- [課題文]

>>>

副市長の奮闘

上甲 晃/ 2004年06月03日/ デイリーメッセージ

ちょうど一年前に横浜副市長に就任した前田正子さんは,松下政経塾の第三期生である。大阪出身らしく,庶民的な性格で、お高く止まっているところはまったくない。本音ですげすげものを言いながら,どこか愛嬌があり,聞いている人達に大いに好感を抱かせた。

五月二十六日に開催した、私が主宰する「日本の進路研究会」の第十回目の講師は,前田正子さん。会場は、横浜の゛みなとみらい二十一゛のシンボル的存在であるランドマークタワーの十三階にある大会議室。およそ四十人ほどの受講者は、しばしば会場の爆笑を誘いながら進めていく前田さんの話に、引き込まれていった。「中田市長も,魅力的な人を副市長に選んだものだ」と、喝采を浴びた。

 ある生命保険会社の研究員であり、十二歳と二歳の二児の母であった前田正子さんに,松下政経塾の後輩である中田宏氏(横浜市長)から突然電話がかかった時の用件は,「子育て支援の仕事を手伝ってくれないか」といった程度の内容であった。子育てや保育園の体験を何冊かの書物に著していた前田さんは,その延長線上での依頼だろうと,「いいわよ」と軽く受け止めた。

しかし,その電話は,前田さんを副市長に抜擢する中田氏の最初の布石であった。やがて,前田さんが,「あの話はなかったこと」と忘れかけたころ、「副市長を引き受けてほしい」との依頼があった。議会の根回しなどがあり、事は簡単に運ばない。中田氏は、「結論が出るまで極秘」と口止めしたころから,前田さんは,「大変なことになった」とあわてた。時既に遅し。外堀も内堀も埋められ,あれよあれよと言う間に,副市長の席に座るようになった。「あのころは,出産して一年の育児休暇が明けたばかり。深く物事を考える余裕もなかった」と前田さんは,笑い飛ばす。

<<<

- [一覧の抜粋]
>>>

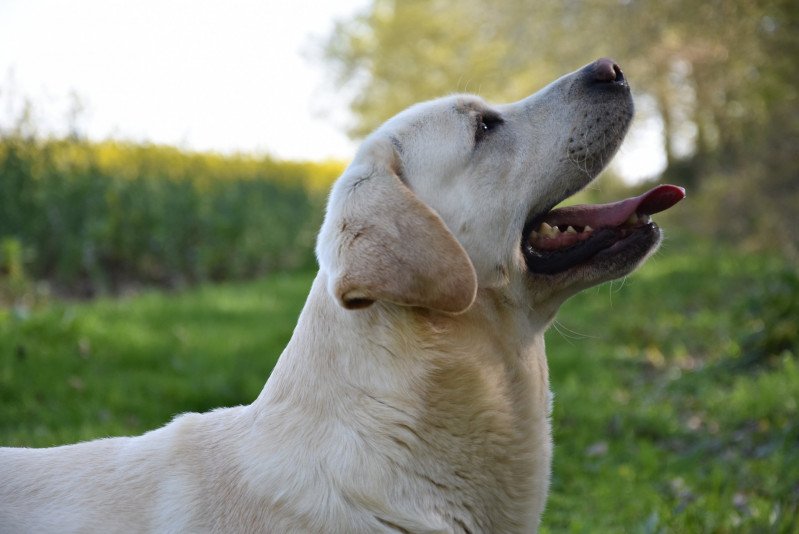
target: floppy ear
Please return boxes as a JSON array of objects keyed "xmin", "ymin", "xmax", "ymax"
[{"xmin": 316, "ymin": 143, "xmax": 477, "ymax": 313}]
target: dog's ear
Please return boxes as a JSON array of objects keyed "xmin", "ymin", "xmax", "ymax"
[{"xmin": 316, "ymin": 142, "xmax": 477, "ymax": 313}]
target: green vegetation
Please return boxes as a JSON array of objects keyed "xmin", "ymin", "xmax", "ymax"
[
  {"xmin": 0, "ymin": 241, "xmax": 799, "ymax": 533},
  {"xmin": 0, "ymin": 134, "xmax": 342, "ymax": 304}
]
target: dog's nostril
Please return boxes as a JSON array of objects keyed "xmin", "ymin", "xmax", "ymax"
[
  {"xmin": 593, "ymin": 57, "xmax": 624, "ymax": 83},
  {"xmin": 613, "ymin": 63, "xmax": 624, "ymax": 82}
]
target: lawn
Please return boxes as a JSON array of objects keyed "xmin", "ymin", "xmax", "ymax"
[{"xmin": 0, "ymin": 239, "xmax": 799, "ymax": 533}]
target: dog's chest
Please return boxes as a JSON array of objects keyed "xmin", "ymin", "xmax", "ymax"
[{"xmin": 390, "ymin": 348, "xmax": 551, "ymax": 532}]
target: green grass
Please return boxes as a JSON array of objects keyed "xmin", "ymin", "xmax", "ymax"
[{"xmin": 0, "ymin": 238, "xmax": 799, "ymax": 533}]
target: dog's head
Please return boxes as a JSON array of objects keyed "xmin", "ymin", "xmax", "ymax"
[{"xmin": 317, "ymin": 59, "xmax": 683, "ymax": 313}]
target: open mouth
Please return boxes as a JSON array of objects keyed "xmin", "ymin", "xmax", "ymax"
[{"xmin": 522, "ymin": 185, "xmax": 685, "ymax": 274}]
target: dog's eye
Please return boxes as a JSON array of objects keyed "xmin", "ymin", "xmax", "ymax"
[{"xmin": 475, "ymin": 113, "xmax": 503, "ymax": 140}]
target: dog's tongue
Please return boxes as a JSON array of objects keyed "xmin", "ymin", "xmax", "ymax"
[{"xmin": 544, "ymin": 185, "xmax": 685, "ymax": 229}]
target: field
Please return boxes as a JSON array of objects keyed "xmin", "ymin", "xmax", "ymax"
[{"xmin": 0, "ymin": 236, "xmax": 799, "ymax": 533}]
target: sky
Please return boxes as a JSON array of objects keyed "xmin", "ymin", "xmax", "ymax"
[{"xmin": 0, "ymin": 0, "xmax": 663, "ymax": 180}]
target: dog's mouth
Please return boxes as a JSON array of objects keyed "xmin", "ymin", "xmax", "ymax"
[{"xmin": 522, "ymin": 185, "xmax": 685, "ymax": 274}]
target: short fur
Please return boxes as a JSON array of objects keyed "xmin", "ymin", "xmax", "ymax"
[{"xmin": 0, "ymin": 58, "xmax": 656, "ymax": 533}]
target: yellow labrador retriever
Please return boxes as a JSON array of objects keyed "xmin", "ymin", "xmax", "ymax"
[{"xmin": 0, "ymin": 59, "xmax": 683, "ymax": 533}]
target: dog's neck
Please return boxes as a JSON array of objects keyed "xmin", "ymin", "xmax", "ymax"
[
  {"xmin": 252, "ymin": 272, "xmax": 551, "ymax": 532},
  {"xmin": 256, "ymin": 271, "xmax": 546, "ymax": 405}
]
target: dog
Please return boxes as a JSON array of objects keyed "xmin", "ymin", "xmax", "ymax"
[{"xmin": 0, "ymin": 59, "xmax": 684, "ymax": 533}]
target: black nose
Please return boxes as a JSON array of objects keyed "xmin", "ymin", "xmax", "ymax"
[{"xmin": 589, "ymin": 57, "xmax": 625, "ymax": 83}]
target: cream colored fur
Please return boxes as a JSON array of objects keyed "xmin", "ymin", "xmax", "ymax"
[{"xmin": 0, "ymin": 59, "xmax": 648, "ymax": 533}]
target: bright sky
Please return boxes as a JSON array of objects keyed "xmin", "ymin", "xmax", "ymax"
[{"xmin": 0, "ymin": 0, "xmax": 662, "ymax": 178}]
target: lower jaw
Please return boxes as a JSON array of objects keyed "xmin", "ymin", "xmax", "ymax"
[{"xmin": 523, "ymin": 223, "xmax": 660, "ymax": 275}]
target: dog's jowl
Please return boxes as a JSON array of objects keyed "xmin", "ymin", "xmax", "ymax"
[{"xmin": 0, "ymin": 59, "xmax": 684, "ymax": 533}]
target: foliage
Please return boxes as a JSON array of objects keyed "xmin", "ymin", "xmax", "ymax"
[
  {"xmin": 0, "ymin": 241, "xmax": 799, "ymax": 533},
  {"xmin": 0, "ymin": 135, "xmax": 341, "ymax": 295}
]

<<<

- [指示] 前田正子副市長の就任についての文章を、最後の文の後から書き継いでください。 一覧は、前田正子副市長の就任についての文章とは関係がない。

- [出力結果]
やがて議会で正式に就任が可決された直後,人事局長がきて,「副市長の担当は,福祉と医療と横浜市立大学,そして教育です」とうやうやしく申し渡されて,仰天した。「私がそれをすべてやるの?」と聞き直したら,「さようでございます」と人事局長は涼しい顔で答えた。
それから、前田副市長の一年は始まった。

「横浜市には三人の副市長がいます。財政と人事を握る筆頭副市長、横浜市役所始まって以来の秀才と噂されるもう一人の副市長,そして私です。もともと、私が担当する仕事は,今まで,中央から来るお金をばらまくだけの仕事だから、女性が担当すればいいと決まっていたようです。ところが、財政危機に遭遇して,お金を配るどころか、厳しく支出を見直さなければならない時代を迎えて,私の担当する仕事も次から次へと大きな問題に直面しました」と話を始めた前田さん。老人の無料バスの廃止,横浜市立大学の独立法人化、さらには直営病院の改革など,過酷とも言うべき大問題に立ち向かわなければならなかった。

敬老パスは,七十歳以上の老人が無料で、バスや地下鉄に乗れ制度。お年寄りにはありがたい特典ではあるが,財政難の折,このまま増え続けていく高齢者に対応することができないことは目に見えている。平成二十年には百億円,平成三十年には百五十億円の財源が必要だ。「年寄りを敵に回すと,選挙に勝てない」と脅かされるたびに,今までの市長はこの問題を先送りしてきた。だから、市役所の幹部は,「中田市長も手をつけられまい」とたかをくくっていたふしがある。しかし,中田市長は敢然としてこの問題に手を着けた。多くのお年寄りから、脅迫まがいの抗議が寄せられた。「年寄りを殺すつもりか」と詰め寄る人もいた。しかし、ない袖は触れない。また、自分の人気のために、破綻する財政を放置できない。中田市長は、本気にこの問題に取り組んだ。

それは市役所の職員に,「中田市長は,市政改革に本気だ」と思わせるだけの衝撃があった。そして、「お金を配って,みんながハッピーになる時代は終わった。これからは、行政サービスの切捨てに本気で取り組まなければならない」と覚悟を決めさせることにもなった。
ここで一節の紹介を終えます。